Given exercise
Can you copy out every line of the data below, starting with the line that contains "Target: plywood board" and going on through the line that contains "(1132, 460)", both included, and add 107 to each number in the answer coordinates?

--- Start of Records to process ---

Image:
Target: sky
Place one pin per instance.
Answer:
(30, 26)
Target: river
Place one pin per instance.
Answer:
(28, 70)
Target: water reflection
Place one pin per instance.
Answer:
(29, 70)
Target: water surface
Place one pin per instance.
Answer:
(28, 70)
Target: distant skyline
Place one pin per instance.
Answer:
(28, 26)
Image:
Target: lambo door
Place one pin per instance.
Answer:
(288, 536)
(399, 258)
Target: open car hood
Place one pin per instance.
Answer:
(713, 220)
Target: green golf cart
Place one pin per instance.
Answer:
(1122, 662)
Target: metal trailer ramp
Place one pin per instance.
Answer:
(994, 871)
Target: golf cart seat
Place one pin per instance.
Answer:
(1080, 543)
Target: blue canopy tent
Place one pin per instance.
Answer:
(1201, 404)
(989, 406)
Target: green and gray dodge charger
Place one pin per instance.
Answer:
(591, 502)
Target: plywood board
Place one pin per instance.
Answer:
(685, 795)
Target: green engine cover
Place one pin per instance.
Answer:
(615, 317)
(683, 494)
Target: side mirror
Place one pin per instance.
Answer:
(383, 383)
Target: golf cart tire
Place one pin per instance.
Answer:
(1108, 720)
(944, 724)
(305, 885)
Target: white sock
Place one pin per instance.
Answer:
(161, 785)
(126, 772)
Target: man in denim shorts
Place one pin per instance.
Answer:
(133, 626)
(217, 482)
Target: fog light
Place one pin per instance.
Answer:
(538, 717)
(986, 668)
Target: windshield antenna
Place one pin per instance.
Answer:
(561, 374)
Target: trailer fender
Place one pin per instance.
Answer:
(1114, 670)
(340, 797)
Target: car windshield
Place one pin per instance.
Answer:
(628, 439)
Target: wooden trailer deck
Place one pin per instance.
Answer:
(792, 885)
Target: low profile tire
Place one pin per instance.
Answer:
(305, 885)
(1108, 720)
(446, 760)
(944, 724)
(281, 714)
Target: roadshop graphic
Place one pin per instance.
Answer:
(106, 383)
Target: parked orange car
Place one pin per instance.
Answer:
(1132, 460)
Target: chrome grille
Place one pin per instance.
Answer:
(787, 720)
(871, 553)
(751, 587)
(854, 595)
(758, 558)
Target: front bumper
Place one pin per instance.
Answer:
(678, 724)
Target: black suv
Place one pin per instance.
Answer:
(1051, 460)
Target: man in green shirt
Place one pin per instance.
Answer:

--- End of Records to process ---

Result of this exercise
Target: plywood board
Place one pin per instance.
Answer:
(792, 902)
Target: green engine cover
Place one pin per instance.
Answer:
(722, 424)
(790, 601)
Target: side mirror
Place one pin per instance.
Answer:
(490, 490)
Target: golf cart tire
Place one pin per instance.
Answer:
(1215, 827)
(1051, 831)
(412, 992)
Target: white sock
Place one pin per instance.
Answer:
(268, 892)
(233, 879)
Target: man in denim shorts
Place one pin per instance.
Answer:
(240, 733)
(324, 589)
Target: fog light
Place one pin per instance.
Answer:
(645, 824)
(1093, 775)
Target: windshield antenna
Place one pin per instance.
Answer:
(668, 481)
Target: trailer fender
Place one pin per instance.
Answer:
(1221, 777)
(447, 904)
Target: car windshield
Place one pin per instance.
Answer:
(735, 546)
Target: wooden trailer deck
Place one pin per instance.
Answer:
(899, 992)
Target: low profile tire
Place one pin per instance.
Answer:
(412, 992)
(1215, 827)
(553, 867)
(1051, 831)
(388, 821)
Target: roadshop graphic
Place one pin per instance.
Answer:
(213, 490)
Target: parked orange car
Place one pin per instance.
Answer:
(1239, 567)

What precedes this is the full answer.